### Stated exercise
Reproduce the following lines word for word, covering all of the data.

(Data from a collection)

━━━━━━━━━━━━━━━━

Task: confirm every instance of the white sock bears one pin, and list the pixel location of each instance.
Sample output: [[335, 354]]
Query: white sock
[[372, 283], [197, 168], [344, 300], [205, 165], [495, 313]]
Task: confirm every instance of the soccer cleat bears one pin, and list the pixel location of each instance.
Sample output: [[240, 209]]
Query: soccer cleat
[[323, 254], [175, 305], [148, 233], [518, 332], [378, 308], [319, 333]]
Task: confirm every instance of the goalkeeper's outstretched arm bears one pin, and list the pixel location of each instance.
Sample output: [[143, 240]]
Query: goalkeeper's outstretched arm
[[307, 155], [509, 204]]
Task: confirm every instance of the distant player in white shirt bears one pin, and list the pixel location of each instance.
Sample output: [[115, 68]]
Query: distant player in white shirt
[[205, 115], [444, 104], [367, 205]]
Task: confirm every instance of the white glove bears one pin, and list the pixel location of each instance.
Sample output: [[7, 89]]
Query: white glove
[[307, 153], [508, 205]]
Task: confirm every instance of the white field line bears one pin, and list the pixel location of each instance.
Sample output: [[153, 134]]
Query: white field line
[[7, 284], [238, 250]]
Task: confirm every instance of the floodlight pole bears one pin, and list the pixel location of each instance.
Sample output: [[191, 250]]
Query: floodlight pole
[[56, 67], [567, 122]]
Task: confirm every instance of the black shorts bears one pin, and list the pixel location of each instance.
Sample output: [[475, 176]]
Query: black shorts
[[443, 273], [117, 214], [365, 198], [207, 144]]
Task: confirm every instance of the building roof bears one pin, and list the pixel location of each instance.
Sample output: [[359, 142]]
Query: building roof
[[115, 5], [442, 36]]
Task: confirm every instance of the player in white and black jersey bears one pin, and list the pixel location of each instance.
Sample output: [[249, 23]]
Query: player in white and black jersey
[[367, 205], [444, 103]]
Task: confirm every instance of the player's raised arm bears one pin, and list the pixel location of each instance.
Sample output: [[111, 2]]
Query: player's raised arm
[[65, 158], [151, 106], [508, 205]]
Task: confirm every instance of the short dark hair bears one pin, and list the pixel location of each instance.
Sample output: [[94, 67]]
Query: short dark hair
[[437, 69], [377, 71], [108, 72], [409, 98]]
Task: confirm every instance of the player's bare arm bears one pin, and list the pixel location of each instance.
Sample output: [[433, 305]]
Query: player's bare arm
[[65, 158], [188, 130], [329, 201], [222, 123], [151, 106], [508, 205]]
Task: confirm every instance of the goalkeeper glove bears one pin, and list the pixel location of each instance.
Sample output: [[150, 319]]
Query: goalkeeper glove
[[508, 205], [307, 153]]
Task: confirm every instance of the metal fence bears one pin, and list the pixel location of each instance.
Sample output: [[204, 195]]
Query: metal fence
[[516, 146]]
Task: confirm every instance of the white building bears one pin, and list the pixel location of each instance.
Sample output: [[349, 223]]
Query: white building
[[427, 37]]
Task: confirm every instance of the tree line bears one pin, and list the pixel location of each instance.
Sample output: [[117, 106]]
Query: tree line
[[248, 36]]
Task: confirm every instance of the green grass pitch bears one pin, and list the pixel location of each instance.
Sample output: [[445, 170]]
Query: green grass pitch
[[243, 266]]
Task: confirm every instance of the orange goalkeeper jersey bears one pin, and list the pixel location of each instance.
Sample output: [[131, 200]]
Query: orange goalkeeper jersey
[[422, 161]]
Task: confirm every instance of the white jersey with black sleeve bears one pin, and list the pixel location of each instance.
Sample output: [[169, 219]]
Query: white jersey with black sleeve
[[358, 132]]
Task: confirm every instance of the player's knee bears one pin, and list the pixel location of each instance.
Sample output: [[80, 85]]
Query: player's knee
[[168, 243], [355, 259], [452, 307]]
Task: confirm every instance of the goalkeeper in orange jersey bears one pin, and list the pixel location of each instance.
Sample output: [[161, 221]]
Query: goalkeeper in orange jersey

━━━━━━━━━━━━━━━━

### Answer for the task
Task: confirm every instance of the white sock bears one pin, and list the pixel location of each instance.
Sample output: [[335, 354]]
Query: white sock
[[372, 283], [197, 168], [344, 300], [205, 165], [495, 313]]
Task: confirm every instance of the soccer cleat bears one pin, and list the pixel location of each instance.
Sample output: [[240, 209]]
Query: soccer cleat
[[323, 254], [175, 305], [148, 233], [518, 332], [378, 308], [319, 333]]
Task: confirm every instance of the goalkeeper's outstretched arm bears one pin, and list the pixel location of each instance.
Sample output: [[143, 240]]
Query: goalkeeper's outstretched arm
[[307, 155], [509, 204]]
Task: confirm every instance of the distant player in white shirt bears one pin, and list the pixel location of each instance.
Sample output: [[115, 68]]
Query: distant player in white shirt
[[205, 115], [444, 104], [367, 205]]
Task: confirm every instance of the white glove bears one pin, and list the pixel location of each instance.
Sample output: [[7, 89]]
Query: white glove
[[307, 153], [508, 205]]
Task: confirm every instance of the white field line bears one pin, and list the pixel location of each instance.
Sample output: [[153, 134]]
Query: white field line
[[7, 284], [238, 250]]
Task: confirm every instance of the floodlight pole bears one pin, and list the pixel location of each instance.
Sample output: [[191, 250]]
Query: floodlight pole
[[56, 67], [567, 122]]
Task: confirm every instance of the black shorts bears one pin, and list the pixel location of each instance.
Sample output: [[475, 176]]
Query: black shorts
[[443, 273], [117, 214], [365, 198], [207, 144]]
Task: confirm every instance of the building roof bears one pin, and list the pixel location of each instance.
Sample output: [[359, 142]]
Query: building roof
[[115, 5], [442, 36]]
Task: confirm every instance of the player in white and black jersey bears one pin, and list the pixel location of each instance.
Sample output: [[249, 23]]
Query: player in white and black jersey
[[367, 205], [444, 103]]
Task: confirm every instance of the player's raised arm bears one pin, and list the pixel location of each instance.
Sample output: [[111, 2]]
Query: player's raised arm
[[65, 158], [151, 106], [508, 205]]
Task: confirm every instance of the short dark hair bears one pin, and list the pixel location of each instance.
Sample output: [[94, 67]]
Query: short dark hair
[[437, 69], [377, 71], [108, 72], [409, 98]]
Task: confirm every instance of the player's bare arm bears one pin, and list the pixel location of each instance.
Sample output: [[433, 305]]
Query: player's bare arm
[[65, 158], [188, 130], [329, 201], [222, 123], [151, 106], [508, 205]]
Task: confirm every instance of the goalkeeper glove bears one pin, and list the pixel location of each instance.
Sample output: [[150, 319]]
Query: goalkeeper glove
[[508, 205], [307, 153]]
Task: confirm every instance of the metal fence bears one pin, and list the pixel location of each instance.
Sample output: [[204, 195]]
Query: metal fence
[[516, 146]]
Task: confirm every instance of the white building bears one pin, and list the pixel location of each instance.
Sample output: [[349, 223]]
Query: white building
[[427, 37]]
Task: confirm every instance of the tree line bears one pin, and list the pixel location of each instance.
Sample output: [[117, 106]]
Query: tree line
[[248, 36]]
Task: confirm every instance of the green grass pitch bears one pin, and list the pixel location of each instance.
Sample output: [[445, 170]]
Query: green grass pitch
[[243, 266]]
Task: confirm every instance of the orange goalkeeper jersey bears one pin, and list the pixel location of each instance.
Sample output: [[131, 200]]
Query: orange goalkeeper jersey
[[422, 161]]
Task: confirm every instance of the white jersey with black sleeve bears one pin, and list the pixel location of each instance.
Sample output: [[169, 219]]
Query: white jersey with black sleeve
[[358, 132]]
Task: confirm every instance of the player's knee bears one pin, and list the pixel location of each instance.
Sample output: [[80, 85]]
Query: player's knee
[[168, 243], [355, 259], [452, 307]]
Task: confirm every instance of the goalkeeper in orange jersey bears one pin, and list the pixel location of each instance.
Sample output: [[161, 221]]
Query: goalkeeper in orange jersey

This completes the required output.